Referring expression grounding data
####

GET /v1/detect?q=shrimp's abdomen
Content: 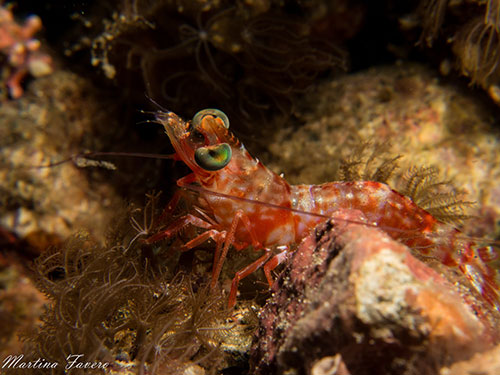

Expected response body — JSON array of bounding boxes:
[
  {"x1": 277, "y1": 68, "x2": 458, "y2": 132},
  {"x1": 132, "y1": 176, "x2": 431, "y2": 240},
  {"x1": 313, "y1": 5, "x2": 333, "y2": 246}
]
[
  {"x1": 292, "y1": 181, "x2": 436, "y2": 243},
  {"x1": 291, "y1": 181, "x2": 500, "y2": 310}
]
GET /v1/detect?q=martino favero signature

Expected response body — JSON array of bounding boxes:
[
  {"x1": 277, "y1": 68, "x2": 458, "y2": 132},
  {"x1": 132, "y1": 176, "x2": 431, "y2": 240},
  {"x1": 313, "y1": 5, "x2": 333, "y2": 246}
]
[{"x1": 2, "y1": 354, "x2": 109, "y2": 370}]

####

#### TASK TO CARRY OUT
Print all the lines above exactly as they are, but without the pictures.

#### REPLY TO THE EXERCISE
GET /v1/detect?q=shrimp's abdomen
Content: 

Expected response body — JSON array of bounding boxes:
[
  {"x1": 277, "y1": 68, "x2": 458, "y2": 132},
  {"x1": 132, "y1": 176, "x2": 431, "y2": 240},
  {"x1": 313, "y1": 5, "x2": 333, "y2": 246}
]
[
  {"x1": 292, "y1": 181, "x2": 436, "y2": 243},
  {"x1": 291, "y1": 181, "x2": 500, "y2": 310}
]
GET /v1/detect?q=martino favero signature

Expected response body — JSON array of bounding boxes:
[
  {"x1": 277, "y1": 68, "x2": 458, "y2": 132},
  {"x1": 132, "y1": 176, "x2": 431, "y2": 240},
  {"x1": 313, "y1": 5, "x2": 333, "y2": 246}
]
[{"x1": 2, "y1": 354, "x2": 109, "y2": 370}]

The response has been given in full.